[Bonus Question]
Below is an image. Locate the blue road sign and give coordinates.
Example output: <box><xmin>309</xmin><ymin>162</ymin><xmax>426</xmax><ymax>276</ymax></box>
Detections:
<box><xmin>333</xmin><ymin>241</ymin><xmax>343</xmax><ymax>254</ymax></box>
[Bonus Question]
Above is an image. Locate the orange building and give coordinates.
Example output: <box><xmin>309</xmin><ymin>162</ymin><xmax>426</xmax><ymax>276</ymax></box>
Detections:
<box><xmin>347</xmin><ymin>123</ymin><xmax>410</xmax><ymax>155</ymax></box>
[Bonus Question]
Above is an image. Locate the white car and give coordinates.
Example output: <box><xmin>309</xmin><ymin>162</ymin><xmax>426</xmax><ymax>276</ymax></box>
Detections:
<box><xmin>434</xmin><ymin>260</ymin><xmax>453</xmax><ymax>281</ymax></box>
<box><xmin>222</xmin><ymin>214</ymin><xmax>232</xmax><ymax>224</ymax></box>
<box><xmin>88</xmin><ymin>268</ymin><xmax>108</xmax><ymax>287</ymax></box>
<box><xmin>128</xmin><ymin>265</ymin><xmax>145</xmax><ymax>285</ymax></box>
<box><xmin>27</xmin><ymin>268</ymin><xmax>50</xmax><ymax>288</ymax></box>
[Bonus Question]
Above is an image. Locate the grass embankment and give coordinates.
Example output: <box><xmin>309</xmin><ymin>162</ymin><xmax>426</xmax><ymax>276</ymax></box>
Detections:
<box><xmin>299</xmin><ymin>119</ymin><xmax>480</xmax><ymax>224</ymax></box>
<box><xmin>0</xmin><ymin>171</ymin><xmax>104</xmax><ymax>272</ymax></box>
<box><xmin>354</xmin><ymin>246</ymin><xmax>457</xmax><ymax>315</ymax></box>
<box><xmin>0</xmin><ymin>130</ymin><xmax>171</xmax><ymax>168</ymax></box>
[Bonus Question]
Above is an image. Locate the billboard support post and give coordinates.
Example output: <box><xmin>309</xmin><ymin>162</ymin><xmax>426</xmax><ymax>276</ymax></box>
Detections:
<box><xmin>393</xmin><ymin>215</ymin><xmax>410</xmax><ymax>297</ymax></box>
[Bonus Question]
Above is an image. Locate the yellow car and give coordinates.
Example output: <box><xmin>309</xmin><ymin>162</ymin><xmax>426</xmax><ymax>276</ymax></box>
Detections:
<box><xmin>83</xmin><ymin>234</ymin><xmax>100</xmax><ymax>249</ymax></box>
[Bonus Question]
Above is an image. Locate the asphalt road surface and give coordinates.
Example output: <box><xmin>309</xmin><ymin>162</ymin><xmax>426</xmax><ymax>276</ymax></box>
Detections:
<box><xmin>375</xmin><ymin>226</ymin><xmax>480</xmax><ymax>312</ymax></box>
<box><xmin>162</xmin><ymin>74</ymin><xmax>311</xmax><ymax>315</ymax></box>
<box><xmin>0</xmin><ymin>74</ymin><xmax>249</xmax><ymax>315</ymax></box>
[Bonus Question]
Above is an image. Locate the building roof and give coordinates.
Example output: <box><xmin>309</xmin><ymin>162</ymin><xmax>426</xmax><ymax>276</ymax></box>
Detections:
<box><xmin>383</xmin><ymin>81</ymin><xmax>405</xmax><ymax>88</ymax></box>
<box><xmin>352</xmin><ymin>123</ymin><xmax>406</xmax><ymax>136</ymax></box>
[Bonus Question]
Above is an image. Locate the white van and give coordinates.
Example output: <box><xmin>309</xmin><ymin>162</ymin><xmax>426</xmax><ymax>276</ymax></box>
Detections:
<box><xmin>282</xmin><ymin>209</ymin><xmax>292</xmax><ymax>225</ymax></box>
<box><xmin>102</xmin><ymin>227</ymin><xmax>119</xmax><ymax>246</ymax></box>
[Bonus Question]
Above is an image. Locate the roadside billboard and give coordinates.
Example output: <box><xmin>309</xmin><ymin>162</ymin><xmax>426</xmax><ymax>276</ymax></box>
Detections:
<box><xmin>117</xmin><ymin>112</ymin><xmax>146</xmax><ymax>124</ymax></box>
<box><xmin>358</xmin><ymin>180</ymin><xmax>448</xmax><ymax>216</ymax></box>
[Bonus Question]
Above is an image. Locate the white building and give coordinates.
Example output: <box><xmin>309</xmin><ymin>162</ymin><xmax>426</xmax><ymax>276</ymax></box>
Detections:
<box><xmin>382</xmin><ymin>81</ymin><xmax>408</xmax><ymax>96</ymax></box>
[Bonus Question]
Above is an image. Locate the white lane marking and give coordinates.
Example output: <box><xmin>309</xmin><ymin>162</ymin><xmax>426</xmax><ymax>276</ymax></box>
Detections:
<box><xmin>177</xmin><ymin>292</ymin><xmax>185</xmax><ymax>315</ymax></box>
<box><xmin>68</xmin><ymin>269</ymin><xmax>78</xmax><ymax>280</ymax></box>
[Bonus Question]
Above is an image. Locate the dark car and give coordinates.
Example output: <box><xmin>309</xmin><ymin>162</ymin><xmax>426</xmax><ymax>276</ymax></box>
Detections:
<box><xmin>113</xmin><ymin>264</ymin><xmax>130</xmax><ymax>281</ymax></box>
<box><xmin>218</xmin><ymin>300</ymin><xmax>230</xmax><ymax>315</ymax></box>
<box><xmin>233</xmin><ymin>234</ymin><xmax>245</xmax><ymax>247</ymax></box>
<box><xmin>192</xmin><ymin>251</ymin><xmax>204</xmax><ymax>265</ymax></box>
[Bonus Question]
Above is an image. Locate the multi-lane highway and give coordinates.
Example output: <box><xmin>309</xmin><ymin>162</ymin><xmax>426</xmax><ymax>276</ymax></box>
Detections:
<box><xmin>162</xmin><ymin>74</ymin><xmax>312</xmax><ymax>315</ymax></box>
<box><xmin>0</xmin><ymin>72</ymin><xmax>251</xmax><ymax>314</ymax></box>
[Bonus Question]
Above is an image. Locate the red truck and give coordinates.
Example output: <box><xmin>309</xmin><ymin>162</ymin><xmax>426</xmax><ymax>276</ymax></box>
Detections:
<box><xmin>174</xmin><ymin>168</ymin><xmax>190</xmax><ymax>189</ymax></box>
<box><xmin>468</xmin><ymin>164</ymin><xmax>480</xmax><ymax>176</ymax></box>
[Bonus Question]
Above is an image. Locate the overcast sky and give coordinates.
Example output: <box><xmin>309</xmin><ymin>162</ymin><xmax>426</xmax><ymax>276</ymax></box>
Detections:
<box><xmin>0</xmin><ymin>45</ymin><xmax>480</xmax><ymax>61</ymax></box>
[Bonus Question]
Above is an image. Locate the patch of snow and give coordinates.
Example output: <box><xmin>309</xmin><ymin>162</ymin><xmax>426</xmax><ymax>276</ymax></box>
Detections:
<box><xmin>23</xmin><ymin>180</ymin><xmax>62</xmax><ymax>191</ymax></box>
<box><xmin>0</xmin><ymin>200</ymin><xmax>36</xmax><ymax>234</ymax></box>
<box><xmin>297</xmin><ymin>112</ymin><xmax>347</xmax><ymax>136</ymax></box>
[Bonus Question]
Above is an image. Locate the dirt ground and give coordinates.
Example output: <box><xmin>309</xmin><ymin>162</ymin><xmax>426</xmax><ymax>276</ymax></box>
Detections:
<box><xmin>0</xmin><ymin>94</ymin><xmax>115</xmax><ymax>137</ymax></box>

● WHAT THE EXERCISE ASKS
Please output the complete data exactly.

● EXERCISE SOLUTION
[Bonus Question]
Below is an image. Locate the blue road sign and give coordinates.
Example output: <box><xmin>309</xmin><ymin>162</ymin><xmax>426</xmax><ymax>276</ymax></box>
Detections:
<box><xmin>333</xmin><ymin>241</ymin><xmax>343</xmax><ymax>254</ymax></box>
[Bonus Question]
Above is an image. Locate the orange building and give coordinates.
Example output: <box><xmin>309</xmin><ymin>162</ymin><xmax>426</xmax><ymax>276</ymax></box>
Detections:
<box><xmin>347</xmin><ymin>123</ymin><xmax>410</xmax><ymax>155</ymax></box>
[Bonus Question]
Above is an image. Locate the white car and give coordinates.
Example output: <box><xmin>309</xmin><ymin>162</ymin><xmax>426</xmax><ymax>276</ymax></box>
Detections:
<box><xmin>434</xmin><ymin>260</ymin><xmax>453</xmax><ymax>281</ymax></box>
<box><xmin>222</xmin><ymin>214</ymin><xmax>232</xmax><ymax>224</ymax></box>
<box><xmin>88</xmin><ymin>268</ymin><xmax>108</xmax><ymax>287</ymax></box>
<box><xmin>128</xmin><ymin>265</ymin><xmax>145</xmax><ymax>285</ymax></box>
<box><xmin>27</xmin><ymin>268</ymin><xmax>50</xmax><ymax>288</ymax></box>
[Bonus Question]
Above is an image. Locate the grass embankment and give coordinates.
Example output: <box><xmin>309</xmin><ymin>162</ymin><xmax>426</xmax><ymax>276</ymax></box>
Detections:
<box><xmin>299</xmin><ymin>119</ymin><xmax>480</xmax><ymax>224</ymax></box>
<box><xmin>0</xmin><ymin>171</ymin><xmax>104</xmax><ymax>272</ymax></box>
<box><xmin>354</xmin><ymin>246</ymin><xmax>457</xmax><ymax>315</ymax></box>
<box><xmin>0</xmin><ymin>130</ymin><xmax>171</xmax><ymax>168</ymax></box>
[Bonus Question]
Above is an image. Locate the billboard support post and give coordinates.
Example output: <box><xmin>309</xmin><ymin>162</ymin><xmax>426</xmax><ymax>276</ymax></box>
Detections:
<box><xmin>393</xmin><ymin>215</ymin><xmax>410</xmax><ymax>297</ymax></box>
[Bonus Question]
Above is an image. Locate the yellow car and give coordinates.
Example output: <box><xmin>309</xmin><ymin>162</ymin><xmax>426</xmax><ymax>276</ymax></box>
Detections:
<box><xmin>83</xmin><ymin>234</ymin><xmax>100</xmax><ymax>249</ymax></box>
[Bonus Question]
Above is an image. Locate the asphalt road surface and give coordinates.
Example output: <box><xmin>309</xmin><ymin>162</ymin><xmax>426</xmax><ymax>276</ymax></box>
Detections:
<box><xmin>375</xmin><ymin>226</ymin><xmax>480</xmax><ymax>312</ymax></box>
<box><xmin>162</xmin><ymin>74</ymin><xmax>311</xmax><ymax>315</ymax></box>
<box><xmin>0</xmin><ymin>74</ymin><xmax>249</xmax><ymax>315</ymax></box>
[Bonus Question]
Above is an image. Locate the building roof and give coordinates.
Example output: <box><xmin>309</xmin><ymin>162</ymin><xmax>426</xmax><ymax>276</ymax></box>
Detections:
<box><xmin>383</xmin><ymin>81</ymin><xmax>405</xmax><ymax>88</ymax></box>
<box><xmin>352</xmin><ymin>123</ymin><xmax>406</xmax><ymax>136</ymax></box>
[Bonus Question]
Above is an image. Locate the white van and give coordinates.
Example output: <box><xmin>309</xmin><ymin>162</ymin><xmax>426</xmax><ymax>276</ymax></box>
Detections:
<box><xmin>282</xmin><ymin>209</ymin><xmax>292</xmax><ymax>225</ymax></box>
<box><xmin>102</xmin><ymin>227</ymin><xmax>119</xmax><ymax>246</ymax></box>
[Bonus Question]
Above is an image. Locate the roadside billboard and give coordinates.
Example output: <box><xmin>309</xmin><ymin>162</ymin><xmax>426</xmax><ymax>276</ymax></box>
Detections:
<box><xmin>117</xmin><ymin>112</ymin><xmax>146</xmax><ymax>124</ymax></box>
<box><xmin>358</xmin><ymin>180</ymin><xmax>448</xmax><ymax>216</ymax></box>
[Bonus Question]
Above is an image. Locate the white building and give coordinates.
Example output: <box><xmin>309</xmin><ymin>162</ymin><xmax>426</xmax><ymax>276</ymax></box>
Detections:
<box><xmin>382</xmin><ymin>81</ymin><xmax>408</xmax><ymax>96</ymax></box>
[Bonus Question]
Above is an image. Locate the white lane marking and give coordinates.
Example output: <box><xmin>309</xmin><ymin>162</ymin><xmax>426</xmax><ymax>276</ymax></box>
Detections:
<box><xmin>177</xmin><ymin>292</ymin><xmax>185</xmax><ymax>315</ymax></box>
<box><xmin>68</xmin><ymin>269</ymin><xmax>78</xmax><ymax>280</ymax></box>
[Bonus Question]
Above is an image. Locate the dark car and give coordinates.
Example output: <box><xmin>309</xmin><ymin>162</ymin><xmax>426</xmax><ymax>276</ymax></box>
Detections:
<box><xmin>113</xmin><ymin>264</ymin><xmax>130</xmax><ymax>281</ymax></box>
<box><xmin>218</xmin><ymin>300</ymin><xmax>230</xmax><ymax>315</ymax></box>
<box><xmin>233</xmin><ymin>234</ymin><xmax>245</xmax><ymax>247</ymax></box>
<box><xmin>192</xmin><ymin>251</ymin><xmax>204</xmax><ymax>265</ymax></box>
[Bonus Question]
Above is an image. Locate the multi-lane highway and give coordinates.
Example output: <box><xmin>309</xmin><ymin>162</ymin><xmax>426</xmax><ymax>276</ymax></box>
Detections:
<box><xmin>162</xmin><ymin>74</ymin><xmax>312</xmax><ymax>315</ymax></box>
<box><xmin>0</xmin><ymin>72</ymin><xmax>251</xmax><ymax>314</ymax></box>
[Bonus Question]
Above is an image. Locate the red truck and give coordinates.
Example output: <box><xmin>309</xmin><ymin>162</ymin><xmax>426</xmax><ymax>276</ymax></box>
Detections:
<box><xmin>174</xmin><ymin>168</ymin><xmax>190</xmax><ymax>189</ymax></box>
<box><xmin>468</xmin><ymin>164</ymin><xmax>480</xmax><ymax>176</ymax></box>
[Bonus Question]
Above is an image. Locate the overcast sky and give coordinates.
Example output: <box><xmin>309</xmin><ymin>162</ymin><xmax>426</xmax><ymax>276</ymax></box>
Detections:
<box><xmin>0</xmin><ymin>45</ymin><xmax>480</xmax><ymax>61</ymax></box>
[Bonus Question]
Above is an image. Locate the patch of snow and give coordinates.
Example output: <box><xmin>309</xmin><ymin>162</ymin><xmax>426</xmax><ymax>276</ymax></box>
Detections:
<box><xmin>23</xmin><ymin>180</ymin><xmax>62</xmax><ymax>191</ymax></box>
<box><xmin>0</xmin><ymin>200</ymin><xmax>36</xmax><ymax>234</ymax></box>
<box><xmin>297</xmin><ymin>112</ymin><xmax>347</xmax><ymax>136</ymax></box>
[Bonus Question]
Above is an image. Locate the dirt ground and give coordinates.
Example output: <box><xmin>309</xmin><ymin>162</ymin><xmax>426</xmax><ymax>276</ymax></box>
Detections:
<box><xmin>0</xmin><ymin>94</ymin><xmax>115</xmax><ymax>137</ymax></box>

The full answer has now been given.